- [TEXT EXCERPT]
************
There are 3 ego states - the Parent, Child and Adult ego state. The ideal engagement in teams or between client and coach would be from adult to adult. When we operate from an archetype of being a parent or a child, treating another as other than an adult leads to uncomfortable emotions of contempt, shame and resentment, fertile ground for conflicts.


More information on ego states can be found here.


Feedback should be direct, specific and applicable

Practiced in Pixar and other organisations, this feedback model was published in the Harvard Business Review and is widely practiced in organisations. The same is applicable in any relationship.


It is also beneficial to keep in mind 5 ingredients to make direct, specific and applicable feedback possible. These are:


  1. Aversion (to feedback) is common and should therefore be included in ground rules setting.

  2. Feedback is both positive and negative and negative feedback can be positive!
************
- [JOBS]
1. According to the text on ego states and feedback, why is adult-to-adult engagement the ideal in teams or between client and coach?
2. Copy the part of the text on ego states and feedback that opens with the words containing "More information on" and closes with "in any relationship.".

[Pointing and labeling entries]
************
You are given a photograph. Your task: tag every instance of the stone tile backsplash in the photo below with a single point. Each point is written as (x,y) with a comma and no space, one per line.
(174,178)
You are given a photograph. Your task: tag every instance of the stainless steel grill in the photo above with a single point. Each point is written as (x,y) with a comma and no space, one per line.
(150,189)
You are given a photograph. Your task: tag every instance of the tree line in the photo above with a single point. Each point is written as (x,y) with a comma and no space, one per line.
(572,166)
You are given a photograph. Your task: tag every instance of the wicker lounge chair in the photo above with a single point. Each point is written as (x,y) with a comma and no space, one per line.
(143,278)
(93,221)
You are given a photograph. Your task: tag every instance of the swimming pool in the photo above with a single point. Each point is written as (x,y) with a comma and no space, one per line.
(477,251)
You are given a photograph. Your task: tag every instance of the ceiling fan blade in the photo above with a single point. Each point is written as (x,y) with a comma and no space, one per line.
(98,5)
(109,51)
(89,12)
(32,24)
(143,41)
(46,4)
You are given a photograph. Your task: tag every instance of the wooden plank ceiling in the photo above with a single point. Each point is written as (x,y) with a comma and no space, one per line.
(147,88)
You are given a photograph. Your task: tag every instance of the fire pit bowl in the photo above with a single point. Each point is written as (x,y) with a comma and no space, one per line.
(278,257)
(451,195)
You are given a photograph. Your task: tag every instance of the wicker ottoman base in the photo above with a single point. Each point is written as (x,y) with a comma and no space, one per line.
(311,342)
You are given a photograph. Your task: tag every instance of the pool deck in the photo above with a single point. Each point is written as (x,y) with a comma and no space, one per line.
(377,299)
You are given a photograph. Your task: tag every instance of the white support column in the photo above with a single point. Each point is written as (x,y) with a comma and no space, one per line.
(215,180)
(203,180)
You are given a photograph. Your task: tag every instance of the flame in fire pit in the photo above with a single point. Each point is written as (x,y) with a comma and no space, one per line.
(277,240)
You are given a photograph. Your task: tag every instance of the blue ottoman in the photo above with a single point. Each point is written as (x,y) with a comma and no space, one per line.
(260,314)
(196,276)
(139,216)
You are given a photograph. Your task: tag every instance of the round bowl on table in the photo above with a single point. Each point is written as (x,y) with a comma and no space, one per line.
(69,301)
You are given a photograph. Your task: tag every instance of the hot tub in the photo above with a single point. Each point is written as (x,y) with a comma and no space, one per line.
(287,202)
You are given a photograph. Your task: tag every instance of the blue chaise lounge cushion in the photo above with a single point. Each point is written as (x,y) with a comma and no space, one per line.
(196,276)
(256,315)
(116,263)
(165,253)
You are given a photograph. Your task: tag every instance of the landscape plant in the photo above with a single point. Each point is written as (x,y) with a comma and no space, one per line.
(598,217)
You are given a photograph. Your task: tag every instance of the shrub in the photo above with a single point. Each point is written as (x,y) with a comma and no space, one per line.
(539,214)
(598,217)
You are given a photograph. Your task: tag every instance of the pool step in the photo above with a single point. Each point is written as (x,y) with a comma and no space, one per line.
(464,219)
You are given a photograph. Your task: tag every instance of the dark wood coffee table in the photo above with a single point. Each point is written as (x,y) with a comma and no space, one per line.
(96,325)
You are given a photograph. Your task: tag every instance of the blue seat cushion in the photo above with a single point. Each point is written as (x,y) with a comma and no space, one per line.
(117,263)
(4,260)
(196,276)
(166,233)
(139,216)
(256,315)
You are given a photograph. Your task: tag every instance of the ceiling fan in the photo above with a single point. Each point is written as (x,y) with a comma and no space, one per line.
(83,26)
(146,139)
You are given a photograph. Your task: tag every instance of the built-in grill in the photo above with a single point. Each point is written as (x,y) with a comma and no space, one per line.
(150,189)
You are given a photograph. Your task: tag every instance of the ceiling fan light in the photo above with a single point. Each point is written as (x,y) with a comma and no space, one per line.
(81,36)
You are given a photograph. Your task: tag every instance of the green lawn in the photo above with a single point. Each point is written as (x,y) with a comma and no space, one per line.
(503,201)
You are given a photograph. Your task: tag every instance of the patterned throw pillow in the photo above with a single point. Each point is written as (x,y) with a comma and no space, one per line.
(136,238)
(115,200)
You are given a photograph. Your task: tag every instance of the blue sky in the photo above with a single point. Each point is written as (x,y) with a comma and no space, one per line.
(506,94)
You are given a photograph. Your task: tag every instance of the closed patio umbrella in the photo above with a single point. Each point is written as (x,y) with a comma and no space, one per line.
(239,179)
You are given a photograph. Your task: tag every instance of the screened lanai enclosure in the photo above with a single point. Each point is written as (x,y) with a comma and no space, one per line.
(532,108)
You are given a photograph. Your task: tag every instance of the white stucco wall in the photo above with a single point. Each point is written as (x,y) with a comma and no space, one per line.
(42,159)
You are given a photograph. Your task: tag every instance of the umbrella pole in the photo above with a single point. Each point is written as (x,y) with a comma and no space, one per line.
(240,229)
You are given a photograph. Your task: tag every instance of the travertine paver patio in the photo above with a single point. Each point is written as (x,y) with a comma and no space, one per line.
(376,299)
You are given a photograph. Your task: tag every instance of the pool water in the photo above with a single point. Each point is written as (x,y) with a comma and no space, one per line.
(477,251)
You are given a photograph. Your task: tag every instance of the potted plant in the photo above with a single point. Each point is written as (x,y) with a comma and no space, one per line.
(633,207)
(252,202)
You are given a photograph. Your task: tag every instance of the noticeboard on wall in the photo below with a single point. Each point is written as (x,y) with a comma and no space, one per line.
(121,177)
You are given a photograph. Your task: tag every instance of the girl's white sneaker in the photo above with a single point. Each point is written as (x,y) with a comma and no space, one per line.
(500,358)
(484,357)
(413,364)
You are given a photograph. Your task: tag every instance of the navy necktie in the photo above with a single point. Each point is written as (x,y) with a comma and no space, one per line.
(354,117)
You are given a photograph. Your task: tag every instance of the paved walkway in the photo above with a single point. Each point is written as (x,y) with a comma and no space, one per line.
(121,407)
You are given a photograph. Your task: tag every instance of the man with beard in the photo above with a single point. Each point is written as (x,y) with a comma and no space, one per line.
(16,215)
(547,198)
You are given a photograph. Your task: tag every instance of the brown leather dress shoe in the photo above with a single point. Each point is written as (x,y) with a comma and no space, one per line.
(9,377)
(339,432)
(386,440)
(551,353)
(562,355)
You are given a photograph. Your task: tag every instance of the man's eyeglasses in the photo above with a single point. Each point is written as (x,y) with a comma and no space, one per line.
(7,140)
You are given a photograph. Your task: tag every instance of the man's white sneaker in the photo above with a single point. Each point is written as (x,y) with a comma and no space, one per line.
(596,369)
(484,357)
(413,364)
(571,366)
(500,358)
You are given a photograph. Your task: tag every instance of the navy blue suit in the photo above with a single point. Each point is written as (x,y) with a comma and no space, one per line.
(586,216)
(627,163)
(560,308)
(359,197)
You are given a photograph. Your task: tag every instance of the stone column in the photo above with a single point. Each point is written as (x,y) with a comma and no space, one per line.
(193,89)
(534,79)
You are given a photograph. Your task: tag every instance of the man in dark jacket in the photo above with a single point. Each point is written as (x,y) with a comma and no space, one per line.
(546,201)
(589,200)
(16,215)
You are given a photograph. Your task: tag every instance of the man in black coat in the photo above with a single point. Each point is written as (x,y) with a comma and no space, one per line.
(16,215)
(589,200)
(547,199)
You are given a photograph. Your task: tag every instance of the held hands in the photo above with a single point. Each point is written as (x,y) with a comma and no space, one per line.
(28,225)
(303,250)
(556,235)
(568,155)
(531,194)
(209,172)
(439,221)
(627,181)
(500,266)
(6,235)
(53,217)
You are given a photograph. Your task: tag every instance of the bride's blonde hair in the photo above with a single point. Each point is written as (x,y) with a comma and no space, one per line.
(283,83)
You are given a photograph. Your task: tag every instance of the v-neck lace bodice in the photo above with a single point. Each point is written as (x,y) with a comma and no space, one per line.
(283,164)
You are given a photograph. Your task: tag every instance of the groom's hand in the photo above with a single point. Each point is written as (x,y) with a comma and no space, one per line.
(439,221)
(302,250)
************
- [RESULTS BY TASK]
1. Operating from a parent or child archetype means treating another person as something other than an adult. That leads to uncomfortable emotions of contempt, shame and resentment, which are fertile ground for conflicts.

2.
More information on ego states can be found here.


Feedback should be direct, specific and applicable

Practiced in Pixar and other organisations, this feedback model was published in the Harvard Business Review and is widely practiced in organisations. The same is applicable in any relationship.